▸ **Article**
= = = =
These are steps to increase liquidity that are outside the loudly-discussed $700Bn bailout.

Where is all the money going? Why do we suddenly NEED money? How come these huge infusions of cash aren't doing any damn good?

I reckon a lot of it is to do with Fractional Reserve Banking. Fractional Reserve Banking leverages stuff. When a depositor puts money in the bank, that money multiplies according to the reciprocal of the reserve. In the United States, the reserve requirement is 10% (1/10) so the multiplier is 10. If you deposit $100 with your local bank, that $100 turns into $1000.

It seems like magic, but it isn't. See, out of your hundred, the bank has to keep 10 bucks for the reserve requirement. They loan out the remaining ninety bucks to Joe Smith to buy a car. Joe Smith buys a car at the local dealership. The dealership banks at the bank. The dealership puts the ninety bucks back in to the bank. The bank keeps 9 bucks of that in reserve, loans out 81 bucks to Sally Doe to buy an air conditioner. She buys the AC at the local hardware, which banks at the bank. The bank keeps $8.10 for the reserve requirement on THAT deposit and then loans out the remaining $72.90... and so forth. Now, Joe Smith still owes the bank ninety dollars. Sally Doe owes the bank eighty one dollars, and other, successive borrowers owe ever-smaller amounts. Too, the bank owes you a hundred bucks, the car dealership ninety bucks, the local hardware eighty one dollars, and other depositors lower and lower amounts. At the end of the game, there's a thousand dollars in play as the result of your hundred dollar deposit, but there was only ever a hundred dollars to start with, right? So, that's how fractional reserve banking "multiplies" money.
= = = =
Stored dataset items

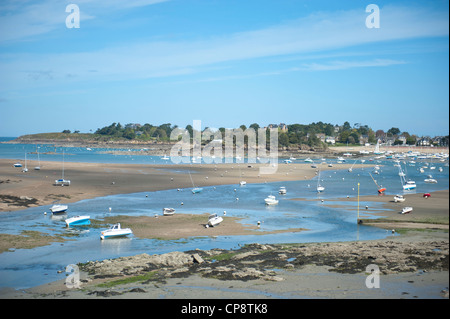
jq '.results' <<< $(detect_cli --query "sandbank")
[0,159,359,212]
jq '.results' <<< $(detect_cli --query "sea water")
[0,144,449,288]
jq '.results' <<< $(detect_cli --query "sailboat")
[22,152,28,173]
[348,160,357,172]
[369,173,386,194]
[373,140,383,155]
[34,147,41,171]
[55,150,70,186]
[188,171,203,194]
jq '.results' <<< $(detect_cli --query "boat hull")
[50,205,69,214]
[208,216,223,227]
[100,229,133,239]
[65,216,91,226]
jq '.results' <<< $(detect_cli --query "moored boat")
[100,223,133,239]
[207,214,223,227]
[65,216,91,226]
[50,204,69,214]
[264,195,278,205]
[402,181,416,191]
[402,207,413,214]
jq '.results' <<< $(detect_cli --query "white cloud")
[0,0,448,91]
[0,0,170,44]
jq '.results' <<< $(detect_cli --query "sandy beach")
[0,232,449,300]
[0,159,359,211]
[0,159,449,299]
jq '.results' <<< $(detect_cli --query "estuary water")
[0,140,449,289]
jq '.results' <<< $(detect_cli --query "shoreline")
[0,159,449,299]
[0,159,365,212]
[0,232,449,300]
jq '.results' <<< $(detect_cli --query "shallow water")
[0,144,448,288]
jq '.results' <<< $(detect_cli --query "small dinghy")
[264,195,278,205]
[206,214,223,227]
[50,204,69,214]
[65,216,91,227]
[100,223,133,239]
[402,207,413,214]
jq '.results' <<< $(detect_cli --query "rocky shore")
[79,240,448,281]
[0,231,449,299]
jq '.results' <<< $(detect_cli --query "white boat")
[316,169,325,193]
[424,175,437,184]
[163,207,175,216]
[207,214,223,227]
[402,181,417,191]
[22,153,28,173]
[373,140,383,155]
[50,204,69,214]
[34,147,41,171]
[398,166,417,191]
[264,195,278,205]
[188,171,203,194]
[65,216,91,226]
[402,207,413,214]
[342,152,352,157]
[100,223,133,239]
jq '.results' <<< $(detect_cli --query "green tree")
[387,127,401,136]
[278,132,289,146]
[342,122,352,131]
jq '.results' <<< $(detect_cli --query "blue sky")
[0,0,449,136]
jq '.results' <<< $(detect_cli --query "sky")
[0,0,449,136]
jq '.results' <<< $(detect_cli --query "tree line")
[63,121,448,147]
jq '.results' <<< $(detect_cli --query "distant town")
[12,122,449,150]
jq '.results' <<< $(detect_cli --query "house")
[325,136,336,145]
[416,136,432,146]
[316,133,325,142]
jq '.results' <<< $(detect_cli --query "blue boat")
[65,216,91,227]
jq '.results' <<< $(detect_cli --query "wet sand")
[0,160,449,299]
[0,232,449,300]
[99,212,305,240]
[0,159,359,212]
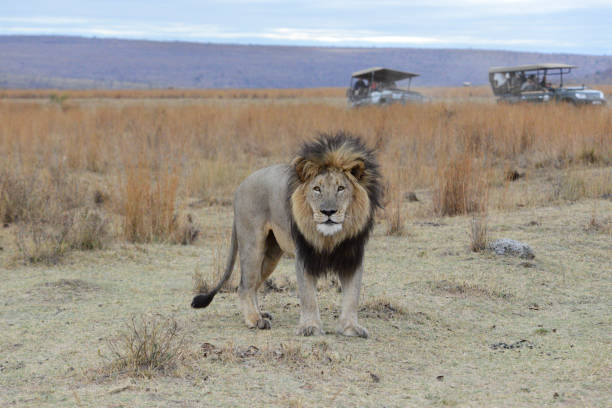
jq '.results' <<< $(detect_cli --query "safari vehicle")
[346,67,424,107]
[489,63,606,105]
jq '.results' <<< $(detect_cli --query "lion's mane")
[288,132,382,275]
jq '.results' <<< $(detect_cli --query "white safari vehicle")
[346,67,424,106]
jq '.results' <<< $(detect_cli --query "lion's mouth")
[317,220,342,236]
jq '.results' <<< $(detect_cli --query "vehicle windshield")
[491,69,568,95]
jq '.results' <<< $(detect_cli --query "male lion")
[191,132,382,337]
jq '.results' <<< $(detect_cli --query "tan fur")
[291,167,370,252]
[192,135,380,337]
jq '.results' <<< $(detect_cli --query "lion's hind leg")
[257,231,283,320]
[238,233,283,330]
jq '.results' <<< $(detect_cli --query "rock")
[489,238,535,259]
[404,191,419,203]
[506,170,525,181]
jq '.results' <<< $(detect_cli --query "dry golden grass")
[0,88,612,262]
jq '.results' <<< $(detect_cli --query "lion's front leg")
[337,265,368,338]
[295,259,325,336]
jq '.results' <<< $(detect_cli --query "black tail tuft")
[191,292,216,309]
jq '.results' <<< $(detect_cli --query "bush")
[106,316,185,377]
[433,155,487,216]
[121,163,178,242]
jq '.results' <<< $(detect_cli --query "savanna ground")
[0,88,612,407]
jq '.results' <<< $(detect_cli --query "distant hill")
[0,36,612,89]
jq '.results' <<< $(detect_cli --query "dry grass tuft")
[431,280,512,299]
[470,213,489,252]
[433,155,487,216]
[383,194,406,237]
[170,214,201,245]
[103,316,186,378]
[15,216,73,265]
[359,297,406,320]
[68,207,111,250]
[201,341,340,367]
[121,163,178,242]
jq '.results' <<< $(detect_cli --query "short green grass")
[0,199,612,407]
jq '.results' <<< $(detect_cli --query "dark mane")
[287,131,382,276]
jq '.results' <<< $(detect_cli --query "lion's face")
[291,169,370,252]
[305,171,354,236]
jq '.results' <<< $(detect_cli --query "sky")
[0,0,612,55]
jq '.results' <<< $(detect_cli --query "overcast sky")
[0,0,612,55]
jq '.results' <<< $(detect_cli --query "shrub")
[433,155,487,216]
[106,316,185,377]
[470,214,489,252]
[121,163,178,242]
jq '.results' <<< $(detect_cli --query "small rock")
[506,170,525,181]
[489,238,535,259]
[404,191,419,203]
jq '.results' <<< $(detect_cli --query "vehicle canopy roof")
[489,63,576,74]
[352,67,419,82]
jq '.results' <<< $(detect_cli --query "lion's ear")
[291,156,316,182]
[349,160,365,181]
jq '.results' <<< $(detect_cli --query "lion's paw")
[261,312,274,320]
[295,324,325,336]
[338,323,368,339]
[257,317,272,330]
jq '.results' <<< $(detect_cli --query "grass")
[103,316,185,377]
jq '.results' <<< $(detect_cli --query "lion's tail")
[191,224,238,309]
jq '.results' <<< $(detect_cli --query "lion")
[191,132,382,338]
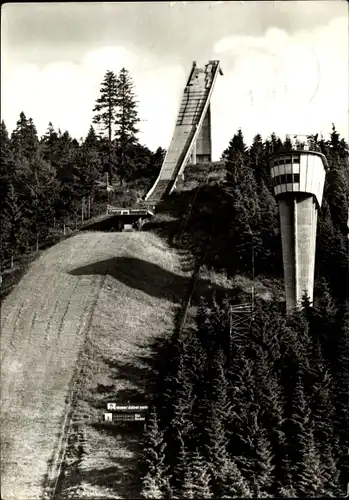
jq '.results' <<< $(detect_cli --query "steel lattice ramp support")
[145,60,223,206]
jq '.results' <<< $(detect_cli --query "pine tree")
[11,111,39,160]
[179,449,211,498]
[296,429,327,497]
[142,406,166,498]
[334,301,349,485]
[115,68,140,149]
[218,458,251,498]
[115,68,140,185]
[93,70,119,144]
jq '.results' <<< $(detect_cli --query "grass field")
[1,232,189,500]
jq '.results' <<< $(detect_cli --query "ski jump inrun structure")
[145,60,223,207]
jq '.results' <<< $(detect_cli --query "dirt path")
[1,233,185,500]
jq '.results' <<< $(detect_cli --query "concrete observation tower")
[269,135,328,310]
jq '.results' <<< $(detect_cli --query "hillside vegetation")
[0,64,349,500]
[1,232,188,500]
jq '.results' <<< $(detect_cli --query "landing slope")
[1,232,186,500]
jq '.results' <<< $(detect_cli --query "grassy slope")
[1,233,188,500]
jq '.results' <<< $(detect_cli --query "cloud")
[1,18,348,158]
[208,18,348,155]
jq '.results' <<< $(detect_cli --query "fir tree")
[115,68,140,184]
[142,407,166,498]
[218,458,251,498]
[93,70,119,144]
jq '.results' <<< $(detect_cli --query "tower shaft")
[269,144,327,310]
[279,193,317,309]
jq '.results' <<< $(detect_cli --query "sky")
[1,0,349,160]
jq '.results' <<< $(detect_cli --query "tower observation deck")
[269,135,328,310]
[145,60,223,206]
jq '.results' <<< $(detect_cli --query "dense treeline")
[142,127,349,498]
[170,127,349,300]
[142,292,349,498]
[0,68,164,267]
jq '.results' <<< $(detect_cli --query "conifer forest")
[0,68,349,499]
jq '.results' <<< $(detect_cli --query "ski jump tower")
[269,135,328,310]
[145,60,223,206]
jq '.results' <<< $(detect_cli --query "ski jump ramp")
[145,60,223,206]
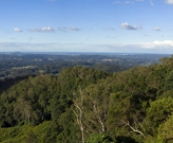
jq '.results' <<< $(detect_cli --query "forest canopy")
[0,56,173,143]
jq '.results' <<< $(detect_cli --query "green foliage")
[85,134,114,143]
[0,57,173,143]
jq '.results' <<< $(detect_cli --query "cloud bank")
[165,0,173,4]
[14,28,23,32]
[121,22,138,30]
[31,26,55,32]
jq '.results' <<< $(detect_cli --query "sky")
[0,0,173,54]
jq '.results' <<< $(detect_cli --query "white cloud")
[14,28,23,32]
[136,0,145,2]
[58,27,68,32]
[31,26,55,32]
[165,0,173,4]
[154,27,162,31]
[121,22,138,30]
[70,26,80,31]
[142,40,173,49]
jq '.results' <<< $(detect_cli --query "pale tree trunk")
[93,102,105,133]
[124,121,146,138]
[73,90,85,143]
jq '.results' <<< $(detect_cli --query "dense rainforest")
[0,56,173,143]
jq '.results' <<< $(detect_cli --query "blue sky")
[0,0,173,54]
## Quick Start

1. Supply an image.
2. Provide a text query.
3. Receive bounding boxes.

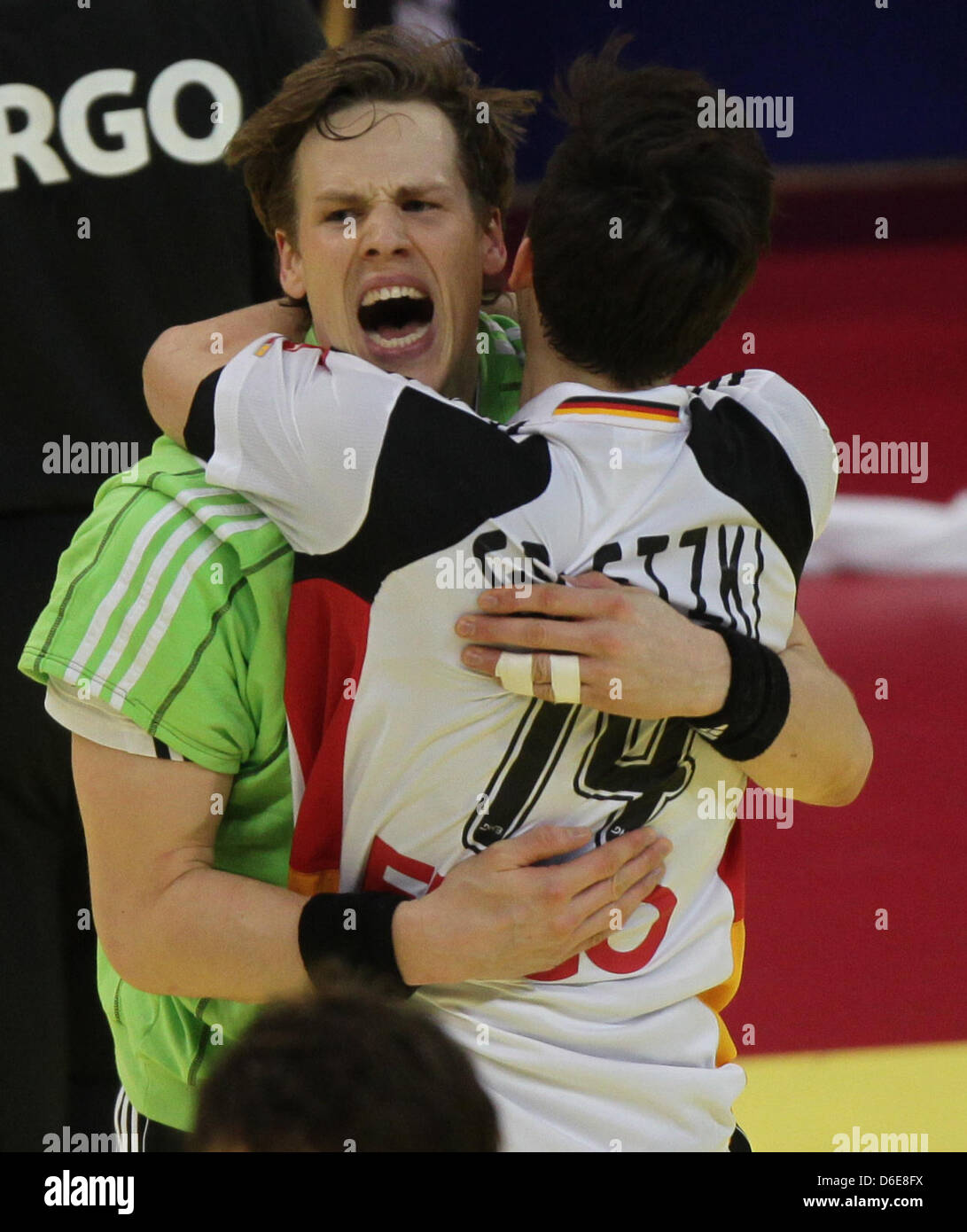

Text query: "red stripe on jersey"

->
[554,397,680,424]
[698,819,745,1065]
[277,338,330,367]
[285,578,370,890]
= = = =
▸ **What is asked**
1. Write out the post on fractional reserve banking, starting with "I reckon a lot" and going on through "turns into $1000.".
2. Write what comes next in the post on fractional reserve banking, picking up after its last sentence.
This material stands apart from the post on fractional reserve banking.

▸ **The responses**
1.
I reckon a lot of it is to do with Fractional Reserve Banking. Fractional Reserve Banking leverages stuff. When a depositor puts money in the bank, that money multiplies according to the reciprocal of the reserve. In the United States, the reserve requirement is 10% (1/10) so the multiplier is 10. If you deposit $100 with your local bank, that $100 turns into $1000.

2.
Now, when things are going well, Fractional Reserve Banking is a fucking fountain of prosperity. Hurray!

However, when things are not going so well (like right now, for example), Fractional Reserve Banking turns into a sucking vortex that causes a horrific shortage of liquidity as the multiplier of ten thingie starts working against the banks.

What we're having now, I reckon, is a problem where the sucking vortex of Fractional Reserve Banking is shrinking liquidity faster than the Fed can pump it into the system. By having the Treasury buy stocks in the nine big banks (first steps of the Bailout) and making them loan that money to each other, the government is dumping a huge amount of money in large banks to try to run the pump the other way, to turn it into a fountain instead of a giant sucking vortex. (It's still a profoundly inflationary move and I still don't approve of the bailout plan, but I do believe that this is what they are trying to DO with the bailout.)

Date: 2008-10-16 02:51 am (UTC)
From: [identity profile] not-your-real.livejournal.com
Wow. I can see all the steps in the fractional reserve thingie, and it does indeed add up... but my sleep-starved neurons can't seem to wrap that "I understand" feeling around it.

(This is not your fault. You're the first person who has convinced me that the bank-loaning really did create money that wasn't there. I just have high expectations for what "I understand" should feel like - it is different from "I can recite the steps of the argument and arrive at the conclusion", which is where I'm at now - and apparently I've voided the warranty on that part of my brain.)

Date: 2008-10-16 11:41 am (UTC)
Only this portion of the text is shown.